## EXERCISE REQUIREMENTS
Answer these questions using the post about Amazon Video and Amazon Studios below:
1. How many years did the author spend at Amazon?
2. How many patented technologies did the author develop?
3. What percentage of the team was female?

## PASSAGE
####################

I missed this pod by Brad Stone (with Lucas Shaw and Kim Masters about the history of Amazon Video/Studios. Some is true. Some isn’t. My POV as the founder of both.
I was at Amazon for 13 years and founded Amazon Video and Amazon Studios. I was the first employee on each, devised the plans, hired and grew the teams, etc. I developed 16 patented technologies and did a lot of building as a product manager in Seattle.
I pushed to get into original content. We started Amazon Studios. I went to that and ran all global content for Prime Video. So my job was the same as Ted Sarandos’s job at Netflix before he became co-CEO.
Kim Masters claim 1 (anon source): there was a “Bro environment” at Amazon Studios and people were “dubiously qualified.” These are defamatory claims.
Re “bro environment” —
50% of the team was female.
We led the industry in % of female showrunners.

####################

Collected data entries
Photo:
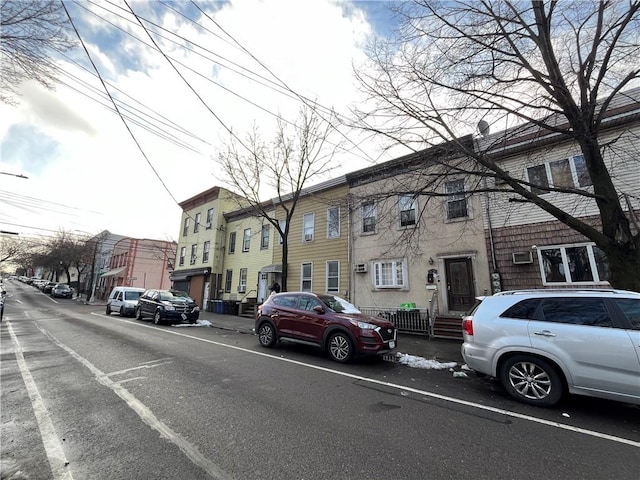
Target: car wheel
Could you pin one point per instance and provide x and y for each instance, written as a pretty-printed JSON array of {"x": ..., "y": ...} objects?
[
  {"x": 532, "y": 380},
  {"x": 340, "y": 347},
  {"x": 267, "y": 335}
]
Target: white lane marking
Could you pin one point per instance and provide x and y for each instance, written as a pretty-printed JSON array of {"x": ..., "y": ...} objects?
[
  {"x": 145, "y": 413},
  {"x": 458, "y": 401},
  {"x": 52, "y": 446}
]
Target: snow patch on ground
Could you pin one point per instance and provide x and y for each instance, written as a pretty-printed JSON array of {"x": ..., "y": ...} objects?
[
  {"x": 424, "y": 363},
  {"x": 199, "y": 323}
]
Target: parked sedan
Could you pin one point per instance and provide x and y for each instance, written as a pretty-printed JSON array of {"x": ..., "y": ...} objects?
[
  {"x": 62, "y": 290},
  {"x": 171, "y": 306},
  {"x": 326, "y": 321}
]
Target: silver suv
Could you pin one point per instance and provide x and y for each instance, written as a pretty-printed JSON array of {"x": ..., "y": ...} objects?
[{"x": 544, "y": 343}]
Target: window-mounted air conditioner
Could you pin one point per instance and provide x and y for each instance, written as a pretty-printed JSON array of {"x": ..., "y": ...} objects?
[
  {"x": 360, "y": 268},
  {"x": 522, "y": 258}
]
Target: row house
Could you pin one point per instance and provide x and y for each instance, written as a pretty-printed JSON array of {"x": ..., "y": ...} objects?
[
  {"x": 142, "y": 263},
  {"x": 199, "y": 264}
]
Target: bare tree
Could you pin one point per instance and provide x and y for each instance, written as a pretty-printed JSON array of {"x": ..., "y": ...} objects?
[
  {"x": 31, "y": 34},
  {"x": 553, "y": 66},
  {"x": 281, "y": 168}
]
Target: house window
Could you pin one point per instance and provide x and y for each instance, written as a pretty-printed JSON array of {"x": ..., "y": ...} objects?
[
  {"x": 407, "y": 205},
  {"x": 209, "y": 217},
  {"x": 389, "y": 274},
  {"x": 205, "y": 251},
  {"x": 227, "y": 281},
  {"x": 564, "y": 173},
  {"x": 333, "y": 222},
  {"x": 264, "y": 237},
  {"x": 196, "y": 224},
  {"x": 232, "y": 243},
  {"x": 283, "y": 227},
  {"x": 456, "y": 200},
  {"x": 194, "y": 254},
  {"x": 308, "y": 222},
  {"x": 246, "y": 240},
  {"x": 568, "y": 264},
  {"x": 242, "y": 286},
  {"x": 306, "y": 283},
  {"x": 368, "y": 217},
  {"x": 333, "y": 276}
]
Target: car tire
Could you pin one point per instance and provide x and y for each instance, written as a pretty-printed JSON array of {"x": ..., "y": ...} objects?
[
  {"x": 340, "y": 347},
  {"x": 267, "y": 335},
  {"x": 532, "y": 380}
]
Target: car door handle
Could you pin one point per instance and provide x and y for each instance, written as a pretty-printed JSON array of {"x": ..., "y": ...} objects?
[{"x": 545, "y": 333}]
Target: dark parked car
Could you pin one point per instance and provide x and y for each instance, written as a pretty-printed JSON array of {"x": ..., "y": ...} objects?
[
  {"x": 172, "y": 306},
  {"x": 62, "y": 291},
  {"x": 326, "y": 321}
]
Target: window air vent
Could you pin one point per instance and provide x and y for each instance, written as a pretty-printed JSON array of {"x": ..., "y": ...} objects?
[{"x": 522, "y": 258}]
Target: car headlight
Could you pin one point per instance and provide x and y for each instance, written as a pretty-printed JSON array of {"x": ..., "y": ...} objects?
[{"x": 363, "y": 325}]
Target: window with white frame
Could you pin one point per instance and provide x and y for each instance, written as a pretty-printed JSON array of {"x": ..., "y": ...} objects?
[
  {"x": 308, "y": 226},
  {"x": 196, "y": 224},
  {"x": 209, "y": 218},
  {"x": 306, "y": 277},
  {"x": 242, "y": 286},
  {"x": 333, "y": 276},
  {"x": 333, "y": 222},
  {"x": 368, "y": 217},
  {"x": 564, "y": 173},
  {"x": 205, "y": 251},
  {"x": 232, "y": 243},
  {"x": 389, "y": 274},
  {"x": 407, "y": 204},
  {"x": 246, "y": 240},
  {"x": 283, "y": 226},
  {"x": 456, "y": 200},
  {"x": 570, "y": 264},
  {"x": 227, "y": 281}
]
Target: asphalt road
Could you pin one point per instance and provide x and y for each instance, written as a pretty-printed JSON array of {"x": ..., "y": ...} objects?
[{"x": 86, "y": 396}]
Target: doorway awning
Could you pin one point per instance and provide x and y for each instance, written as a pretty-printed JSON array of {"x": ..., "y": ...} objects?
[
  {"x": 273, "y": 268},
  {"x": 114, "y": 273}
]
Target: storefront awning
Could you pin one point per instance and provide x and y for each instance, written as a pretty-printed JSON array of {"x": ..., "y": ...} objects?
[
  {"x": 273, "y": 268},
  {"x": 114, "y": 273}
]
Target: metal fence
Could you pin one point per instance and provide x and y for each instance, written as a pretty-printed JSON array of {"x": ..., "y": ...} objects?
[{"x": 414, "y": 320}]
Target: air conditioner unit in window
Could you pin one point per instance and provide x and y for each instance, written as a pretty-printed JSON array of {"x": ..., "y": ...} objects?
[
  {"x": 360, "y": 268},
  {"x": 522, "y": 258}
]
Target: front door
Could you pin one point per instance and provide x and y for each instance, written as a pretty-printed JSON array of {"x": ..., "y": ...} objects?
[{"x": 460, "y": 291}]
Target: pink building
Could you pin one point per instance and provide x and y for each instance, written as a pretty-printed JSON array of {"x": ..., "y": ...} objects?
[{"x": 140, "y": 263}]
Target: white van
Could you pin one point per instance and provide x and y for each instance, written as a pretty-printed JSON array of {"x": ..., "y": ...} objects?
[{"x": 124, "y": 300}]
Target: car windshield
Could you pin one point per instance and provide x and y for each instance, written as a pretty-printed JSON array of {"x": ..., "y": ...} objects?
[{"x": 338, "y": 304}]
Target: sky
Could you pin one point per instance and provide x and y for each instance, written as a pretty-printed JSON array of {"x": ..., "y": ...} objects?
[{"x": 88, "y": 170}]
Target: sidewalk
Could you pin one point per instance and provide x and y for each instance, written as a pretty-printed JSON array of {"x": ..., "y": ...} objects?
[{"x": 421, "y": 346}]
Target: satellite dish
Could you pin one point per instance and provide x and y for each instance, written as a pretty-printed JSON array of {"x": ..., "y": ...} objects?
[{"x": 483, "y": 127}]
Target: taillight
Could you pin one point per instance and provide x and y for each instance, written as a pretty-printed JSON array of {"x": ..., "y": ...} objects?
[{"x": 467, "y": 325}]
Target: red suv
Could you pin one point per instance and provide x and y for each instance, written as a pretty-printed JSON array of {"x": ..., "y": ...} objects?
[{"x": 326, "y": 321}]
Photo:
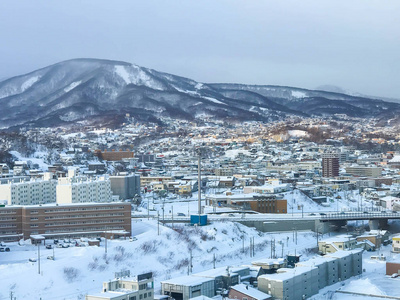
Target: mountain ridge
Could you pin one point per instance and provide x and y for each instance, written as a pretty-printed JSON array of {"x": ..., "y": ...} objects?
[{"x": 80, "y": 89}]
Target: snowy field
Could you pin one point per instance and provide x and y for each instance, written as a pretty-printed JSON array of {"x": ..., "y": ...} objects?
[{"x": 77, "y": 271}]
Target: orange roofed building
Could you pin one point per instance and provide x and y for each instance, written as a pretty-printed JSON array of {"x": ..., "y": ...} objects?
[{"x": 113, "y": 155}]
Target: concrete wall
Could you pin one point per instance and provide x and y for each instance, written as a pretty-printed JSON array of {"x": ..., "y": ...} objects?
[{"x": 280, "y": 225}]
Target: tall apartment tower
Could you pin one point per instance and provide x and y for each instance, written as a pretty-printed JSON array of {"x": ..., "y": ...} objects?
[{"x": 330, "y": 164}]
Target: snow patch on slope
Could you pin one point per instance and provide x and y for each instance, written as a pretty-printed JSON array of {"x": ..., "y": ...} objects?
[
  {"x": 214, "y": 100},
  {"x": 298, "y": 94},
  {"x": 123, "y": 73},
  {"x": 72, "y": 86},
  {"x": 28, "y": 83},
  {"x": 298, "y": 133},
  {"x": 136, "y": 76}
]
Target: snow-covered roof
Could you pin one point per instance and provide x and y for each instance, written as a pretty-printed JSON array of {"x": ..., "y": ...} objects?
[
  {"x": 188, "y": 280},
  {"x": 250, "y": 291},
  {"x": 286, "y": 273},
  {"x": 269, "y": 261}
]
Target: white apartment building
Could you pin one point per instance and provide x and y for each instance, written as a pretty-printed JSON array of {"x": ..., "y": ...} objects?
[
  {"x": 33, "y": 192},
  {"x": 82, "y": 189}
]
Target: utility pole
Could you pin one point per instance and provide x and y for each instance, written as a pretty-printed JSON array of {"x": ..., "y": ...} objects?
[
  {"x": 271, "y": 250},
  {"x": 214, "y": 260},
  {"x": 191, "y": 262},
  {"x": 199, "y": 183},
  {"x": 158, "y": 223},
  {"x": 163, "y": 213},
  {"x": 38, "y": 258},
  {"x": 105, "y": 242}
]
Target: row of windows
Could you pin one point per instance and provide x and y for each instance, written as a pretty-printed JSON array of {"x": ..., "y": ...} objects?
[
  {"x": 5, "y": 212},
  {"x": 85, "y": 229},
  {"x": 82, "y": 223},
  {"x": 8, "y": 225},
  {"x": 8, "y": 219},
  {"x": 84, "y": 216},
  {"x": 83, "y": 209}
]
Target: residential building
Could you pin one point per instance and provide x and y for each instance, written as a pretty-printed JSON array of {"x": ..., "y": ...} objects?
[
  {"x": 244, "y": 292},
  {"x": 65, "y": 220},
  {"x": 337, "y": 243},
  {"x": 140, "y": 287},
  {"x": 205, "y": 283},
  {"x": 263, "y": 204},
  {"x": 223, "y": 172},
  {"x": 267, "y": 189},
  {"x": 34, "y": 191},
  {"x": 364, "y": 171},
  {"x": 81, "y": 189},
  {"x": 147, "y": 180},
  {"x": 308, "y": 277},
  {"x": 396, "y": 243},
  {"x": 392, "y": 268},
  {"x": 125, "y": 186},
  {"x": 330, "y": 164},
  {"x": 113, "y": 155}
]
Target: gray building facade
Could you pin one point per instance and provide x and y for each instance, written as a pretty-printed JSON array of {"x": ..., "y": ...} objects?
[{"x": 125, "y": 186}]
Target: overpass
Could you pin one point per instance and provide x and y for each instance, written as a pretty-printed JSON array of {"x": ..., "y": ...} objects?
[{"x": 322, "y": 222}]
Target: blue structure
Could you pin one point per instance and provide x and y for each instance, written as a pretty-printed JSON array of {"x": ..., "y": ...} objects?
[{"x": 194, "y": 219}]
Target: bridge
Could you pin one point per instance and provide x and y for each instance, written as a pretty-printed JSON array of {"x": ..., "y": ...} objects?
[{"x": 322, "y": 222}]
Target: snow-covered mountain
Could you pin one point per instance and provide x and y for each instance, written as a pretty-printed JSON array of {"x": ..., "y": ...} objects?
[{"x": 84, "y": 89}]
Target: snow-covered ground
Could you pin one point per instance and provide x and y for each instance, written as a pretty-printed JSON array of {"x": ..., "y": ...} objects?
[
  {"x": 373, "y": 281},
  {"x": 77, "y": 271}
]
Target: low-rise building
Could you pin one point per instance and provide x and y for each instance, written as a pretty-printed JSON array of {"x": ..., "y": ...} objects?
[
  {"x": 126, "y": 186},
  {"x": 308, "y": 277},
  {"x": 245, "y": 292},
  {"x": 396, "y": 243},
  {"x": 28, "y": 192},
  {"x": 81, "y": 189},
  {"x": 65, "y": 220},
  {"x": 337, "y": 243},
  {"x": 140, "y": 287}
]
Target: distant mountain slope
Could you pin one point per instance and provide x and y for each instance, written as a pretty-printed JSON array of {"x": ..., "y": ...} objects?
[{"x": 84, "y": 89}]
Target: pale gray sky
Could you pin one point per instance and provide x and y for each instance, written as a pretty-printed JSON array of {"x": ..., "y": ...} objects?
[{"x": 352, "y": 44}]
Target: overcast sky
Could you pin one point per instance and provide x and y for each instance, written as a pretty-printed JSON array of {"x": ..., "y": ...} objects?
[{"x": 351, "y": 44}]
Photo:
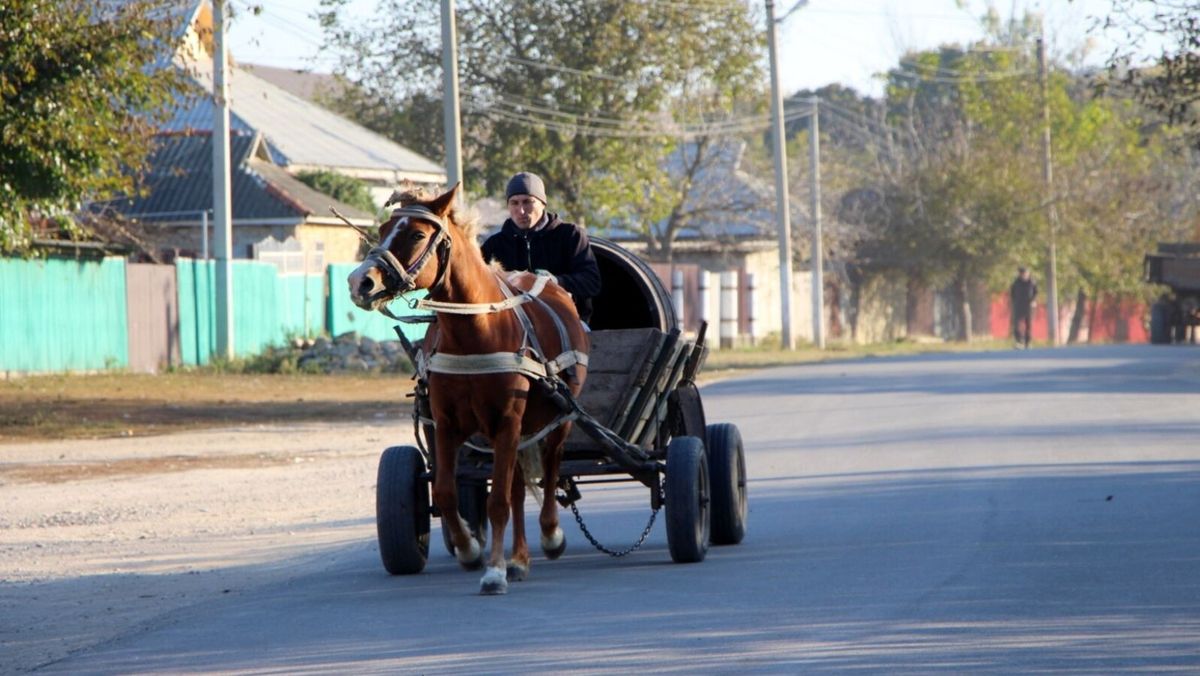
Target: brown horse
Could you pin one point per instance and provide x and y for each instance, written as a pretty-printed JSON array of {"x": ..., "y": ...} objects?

####################

## OUTPUT OF THE TASK
1. 13 years
2. 16
3. 50%